> [Excerpted text]:

· · · · · · ·

Named executive editor of The Augusta Chronicle in March 2009. Previously was executive editor of The Times in Shreveport, La., for five years and managing editor for four. Started professional career as a staff photographer with the Knoxville Journal in Knoxville, Tenn., in 1987. Worked in different roles at several newspapers on the East Coast. Recently elected to the Associated Press Managing Editors board of directors after efforts helping coordinate convention events and will serve as program chair for the 2010 convention.
 
Posted March 17, 2010 07:08 pm - Updated March 18, 2010 07:35 am

Every community needs a ‘Sting’

Only a year ago we were laughing and calling each other’s news story ideas ‘crazy’ just before my move to The Augusta Chronicle. She could handle deadline pain easier than most. I can't believe she is gone.

Alisa Stingley, passionate public service editor and reporter for The Times, Shreveport, La., died when no one thought she would. She was recovering from back surgery when death struck its blow in the form of a pulmonary embolism. She was 53.

Every community needs journalists like "Sting", finding tax dollars being wasted, reflecting life and shining a light on the decent hardworking heroes. She did it all. I’m sure you can think of a few in Augusta that fit this bill.

I remember her standing in The Times newsroom during shuttle Columbia disaster coverage in 2003. She was among the first to respond and knew just what to do. Her leadership as a reporter, self-driven to tell great stories, stood out. She was an easy pick as a local news editor and public service editor there.

Alisa was always ready to fight the good fight for public records and to report wrongdoing. It made her ill to be out ill. Her passion for getting exclusives and producing news was inspiring.

· · · · · · ·

> [Information supplied]:
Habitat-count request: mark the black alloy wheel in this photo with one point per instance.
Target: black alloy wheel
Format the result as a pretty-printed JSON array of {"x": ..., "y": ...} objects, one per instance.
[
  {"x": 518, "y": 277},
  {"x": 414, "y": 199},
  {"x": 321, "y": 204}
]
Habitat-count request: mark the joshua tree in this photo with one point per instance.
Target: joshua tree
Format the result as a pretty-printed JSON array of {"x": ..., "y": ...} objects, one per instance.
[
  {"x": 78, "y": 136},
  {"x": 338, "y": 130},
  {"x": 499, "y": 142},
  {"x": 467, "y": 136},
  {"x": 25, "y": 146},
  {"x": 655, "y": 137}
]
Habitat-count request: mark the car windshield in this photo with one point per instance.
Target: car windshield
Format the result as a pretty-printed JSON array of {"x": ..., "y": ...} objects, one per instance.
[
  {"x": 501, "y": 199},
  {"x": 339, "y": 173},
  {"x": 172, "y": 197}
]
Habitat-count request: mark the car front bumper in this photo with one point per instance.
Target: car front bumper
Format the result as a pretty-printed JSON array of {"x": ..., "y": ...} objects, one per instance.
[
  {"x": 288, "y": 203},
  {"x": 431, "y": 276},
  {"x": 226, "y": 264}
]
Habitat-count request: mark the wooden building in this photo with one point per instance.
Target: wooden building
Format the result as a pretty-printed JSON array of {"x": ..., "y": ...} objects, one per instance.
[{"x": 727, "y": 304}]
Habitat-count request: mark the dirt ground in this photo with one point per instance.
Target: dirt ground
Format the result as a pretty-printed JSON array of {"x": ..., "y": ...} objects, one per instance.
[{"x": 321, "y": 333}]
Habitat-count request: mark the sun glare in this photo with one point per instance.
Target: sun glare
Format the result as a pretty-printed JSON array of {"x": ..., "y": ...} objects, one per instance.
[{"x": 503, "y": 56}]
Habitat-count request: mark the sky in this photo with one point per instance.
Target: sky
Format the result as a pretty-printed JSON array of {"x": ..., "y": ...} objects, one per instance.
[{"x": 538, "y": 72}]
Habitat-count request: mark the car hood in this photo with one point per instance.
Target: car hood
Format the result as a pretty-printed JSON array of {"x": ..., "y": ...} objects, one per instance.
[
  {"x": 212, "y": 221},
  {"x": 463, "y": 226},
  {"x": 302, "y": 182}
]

· · · · · · ·

Quote the column about Alisa Stingley between "Only a year" and "she is gone.", inclusive. The listing has nothing to do with what comes next.

Only a year ago we were laughing and calling each other’s news story ideas ‘crazy’ just before my move to The Augusta Chronicle. She could handle deadline pain easier than most. I can't believe she is gone.